*Por hacer*
Localiza en las entradas de abajo cada línea que contenga la palabra "forest" y cópiala tal como aparece. Ten en cuenta que se distinguen las mayúsculas de las minúsculas.
■ ■ ■ ■ ■ ■ ■
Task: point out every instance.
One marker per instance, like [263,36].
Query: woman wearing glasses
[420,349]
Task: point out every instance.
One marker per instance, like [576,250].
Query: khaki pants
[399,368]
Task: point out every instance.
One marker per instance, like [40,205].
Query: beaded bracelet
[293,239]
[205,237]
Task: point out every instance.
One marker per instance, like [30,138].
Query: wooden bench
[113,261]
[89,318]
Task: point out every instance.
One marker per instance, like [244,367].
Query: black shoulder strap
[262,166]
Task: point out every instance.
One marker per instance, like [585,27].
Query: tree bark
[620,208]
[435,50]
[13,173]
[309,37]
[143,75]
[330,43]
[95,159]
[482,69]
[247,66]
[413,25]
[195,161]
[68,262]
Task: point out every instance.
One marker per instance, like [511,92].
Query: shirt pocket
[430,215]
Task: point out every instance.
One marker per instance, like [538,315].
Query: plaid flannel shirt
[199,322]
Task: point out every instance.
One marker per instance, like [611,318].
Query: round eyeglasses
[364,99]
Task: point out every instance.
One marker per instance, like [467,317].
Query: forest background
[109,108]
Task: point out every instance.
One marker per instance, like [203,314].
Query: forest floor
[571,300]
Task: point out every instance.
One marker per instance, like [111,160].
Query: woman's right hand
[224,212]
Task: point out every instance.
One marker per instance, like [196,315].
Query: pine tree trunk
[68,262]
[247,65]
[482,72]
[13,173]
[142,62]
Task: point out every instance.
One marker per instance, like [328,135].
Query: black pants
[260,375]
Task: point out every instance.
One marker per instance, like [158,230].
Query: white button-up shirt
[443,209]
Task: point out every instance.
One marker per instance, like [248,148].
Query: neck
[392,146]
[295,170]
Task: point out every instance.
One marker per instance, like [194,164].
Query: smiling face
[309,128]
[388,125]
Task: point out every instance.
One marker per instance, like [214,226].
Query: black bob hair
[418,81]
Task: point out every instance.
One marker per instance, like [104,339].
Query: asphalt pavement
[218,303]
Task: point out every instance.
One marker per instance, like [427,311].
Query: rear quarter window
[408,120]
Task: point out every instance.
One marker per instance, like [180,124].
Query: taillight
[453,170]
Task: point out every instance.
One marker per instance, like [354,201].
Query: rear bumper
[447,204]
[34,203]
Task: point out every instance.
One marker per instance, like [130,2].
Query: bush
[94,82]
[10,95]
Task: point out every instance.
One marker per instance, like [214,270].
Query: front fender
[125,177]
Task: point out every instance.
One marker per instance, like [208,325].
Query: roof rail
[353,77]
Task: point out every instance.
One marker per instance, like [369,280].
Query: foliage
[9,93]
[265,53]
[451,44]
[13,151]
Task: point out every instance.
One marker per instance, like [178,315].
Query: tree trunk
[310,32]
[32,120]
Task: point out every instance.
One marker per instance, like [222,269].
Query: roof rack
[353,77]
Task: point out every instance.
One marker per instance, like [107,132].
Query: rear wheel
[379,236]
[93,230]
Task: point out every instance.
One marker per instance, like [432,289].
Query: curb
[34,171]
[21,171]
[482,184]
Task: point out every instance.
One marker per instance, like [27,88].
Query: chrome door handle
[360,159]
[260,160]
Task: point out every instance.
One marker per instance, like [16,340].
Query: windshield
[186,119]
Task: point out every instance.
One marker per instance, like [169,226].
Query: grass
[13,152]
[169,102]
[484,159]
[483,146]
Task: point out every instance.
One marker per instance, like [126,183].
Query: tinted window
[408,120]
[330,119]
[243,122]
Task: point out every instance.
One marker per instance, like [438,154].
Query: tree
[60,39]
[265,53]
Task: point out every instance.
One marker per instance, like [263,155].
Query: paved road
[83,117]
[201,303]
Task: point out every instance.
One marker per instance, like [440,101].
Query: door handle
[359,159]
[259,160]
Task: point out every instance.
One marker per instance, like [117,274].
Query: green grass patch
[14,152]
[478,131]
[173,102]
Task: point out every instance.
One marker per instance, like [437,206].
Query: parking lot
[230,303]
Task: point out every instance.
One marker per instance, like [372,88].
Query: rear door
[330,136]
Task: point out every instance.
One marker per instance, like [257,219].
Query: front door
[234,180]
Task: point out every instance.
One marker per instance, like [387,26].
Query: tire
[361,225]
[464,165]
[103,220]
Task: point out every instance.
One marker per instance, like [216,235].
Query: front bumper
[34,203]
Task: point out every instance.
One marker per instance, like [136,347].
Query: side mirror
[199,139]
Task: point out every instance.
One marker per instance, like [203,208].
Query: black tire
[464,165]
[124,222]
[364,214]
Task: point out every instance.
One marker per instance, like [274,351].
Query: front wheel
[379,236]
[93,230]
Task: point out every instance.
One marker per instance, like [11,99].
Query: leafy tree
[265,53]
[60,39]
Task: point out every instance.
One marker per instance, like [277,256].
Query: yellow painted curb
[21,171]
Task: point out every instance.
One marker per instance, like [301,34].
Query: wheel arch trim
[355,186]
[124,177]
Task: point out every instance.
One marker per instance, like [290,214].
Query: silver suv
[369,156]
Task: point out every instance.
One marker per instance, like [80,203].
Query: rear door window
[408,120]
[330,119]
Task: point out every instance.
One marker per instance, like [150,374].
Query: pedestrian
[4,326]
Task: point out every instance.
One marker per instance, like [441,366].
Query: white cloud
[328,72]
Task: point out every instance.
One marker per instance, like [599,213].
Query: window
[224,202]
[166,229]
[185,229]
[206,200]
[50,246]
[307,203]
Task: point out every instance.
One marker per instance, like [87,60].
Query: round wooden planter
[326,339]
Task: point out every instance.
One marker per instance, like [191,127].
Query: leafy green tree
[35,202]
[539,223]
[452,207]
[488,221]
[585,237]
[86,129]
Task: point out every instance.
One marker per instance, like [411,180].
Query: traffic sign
■ ■ ■ ■ ■ ■ ■
*Ejercicio resuelto*
Query: forest background
Query: forest floor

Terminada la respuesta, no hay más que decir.